- [Passage to read]
>>>>>

In [2]:
max_mentees_per_mentor = 2

# Import PyDrive and associated libraries.
# This only needs to be done once per notebook.
from pydrive.auth import GoogleAuth
from pydrive.drive import GoogleDrive
from google.colab import auth
from oauth2client.client import GoogleCredentials

# Authenticate and create the PyDrive client.
# This only needs to be done once per notebook.
auth.authenticate_user()
gauth = GoogleAuth()
gauth.credentials = GoogleCredentials.get_application_default()
drive = GoogleDrive(gauth)

# Download a file based on its file ID.
#
# A file ID looks like: laggVyWshwcyP6kEI-y_W3P8D26sz

mentees_cohort3 = '1RSs3hAKgtXYfAc5EKBJOS2hzLf3PokIU'
mentors_cohort3 = '1K6B-ELJhb16ZLRLcN0leEd_ivQqm-Mg1'


mentees = '1fCyuLTE1oMjnyyDTGdnZ9wsPFWxNRptl'

mentors = '1VKLd97IGP821CLzx09kK1ajFETgi-adf'


mentees_downloaded = drive.CreateFile({'id': mentees})
mentors_downloaded = drive.CreateFile({'id': mentors})

mentees_downloaded.GetContentFile('Mentees.csv')
mentors_downloaded.GetContentFile('Mentors.csv')

In [3]:
# Load Data
import pandas as pd
import numpy as np
mentees = pd.read_csv('Mentees.csv')
mentors = pd.read_csv('Mentors.csv')


In [4]:
#Clean DF
#define function to merge columns with same names together
def same_merge(x): return ','.join(x[x.notnull()].astype(str))

#define new DataFrame that merges columns with same names together
#mentees = mentees.groupby(level=0, axis=1).apply(lambda x: x.apply(same_merge, axis=1))

print(mentees.columns.values)
print(mentors.columns.values)

<<<<<

- [Prompt 1] In the notebook code, what value is assigned to max_mentees_per_mentor?
- [Prompt 2] Rewrite the notebook code starting with "auth.authenticate_user()" and going on through "its file ID.", swapping "gauth" for "google_auth".
The data that follows was taken from a separate source.

[Contour labeling entries]
>>>>>

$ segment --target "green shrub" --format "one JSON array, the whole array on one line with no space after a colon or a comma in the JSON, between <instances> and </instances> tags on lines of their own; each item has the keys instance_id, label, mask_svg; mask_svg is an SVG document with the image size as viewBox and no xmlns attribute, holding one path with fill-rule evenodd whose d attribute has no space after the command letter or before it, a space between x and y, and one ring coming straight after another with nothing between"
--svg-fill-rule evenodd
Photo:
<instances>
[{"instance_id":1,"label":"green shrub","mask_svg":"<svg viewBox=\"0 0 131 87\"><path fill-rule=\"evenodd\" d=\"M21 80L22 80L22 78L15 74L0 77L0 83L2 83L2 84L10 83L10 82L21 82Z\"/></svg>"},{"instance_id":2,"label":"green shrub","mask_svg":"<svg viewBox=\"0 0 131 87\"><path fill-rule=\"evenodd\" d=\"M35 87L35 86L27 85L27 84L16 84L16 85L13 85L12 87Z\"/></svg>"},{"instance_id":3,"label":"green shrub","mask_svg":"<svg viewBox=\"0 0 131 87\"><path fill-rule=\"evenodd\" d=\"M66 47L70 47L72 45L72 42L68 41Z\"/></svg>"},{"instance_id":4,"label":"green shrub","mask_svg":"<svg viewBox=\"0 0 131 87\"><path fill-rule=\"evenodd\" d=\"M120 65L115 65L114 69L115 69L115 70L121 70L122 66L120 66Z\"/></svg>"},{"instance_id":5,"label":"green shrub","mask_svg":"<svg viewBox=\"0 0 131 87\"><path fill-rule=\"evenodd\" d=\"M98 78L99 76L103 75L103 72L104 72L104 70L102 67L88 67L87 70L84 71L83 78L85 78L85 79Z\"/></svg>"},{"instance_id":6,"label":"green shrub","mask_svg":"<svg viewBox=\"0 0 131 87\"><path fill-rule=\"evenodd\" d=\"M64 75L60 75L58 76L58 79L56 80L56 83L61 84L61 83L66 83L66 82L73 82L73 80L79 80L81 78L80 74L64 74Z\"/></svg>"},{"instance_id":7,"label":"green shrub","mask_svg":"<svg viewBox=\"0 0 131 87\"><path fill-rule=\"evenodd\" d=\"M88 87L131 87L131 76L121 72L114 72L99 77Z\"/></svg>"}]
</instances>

<<<<<

- [Written answer 1] 2

- [Written answer 2]
auth.authenticate_user()
google_auth = GoogleAuth()
google_auth.credentials = GoogleCredentials.get_application_default()
drive = GoogleDrive(google_auth)

# Download a file based on its file ID.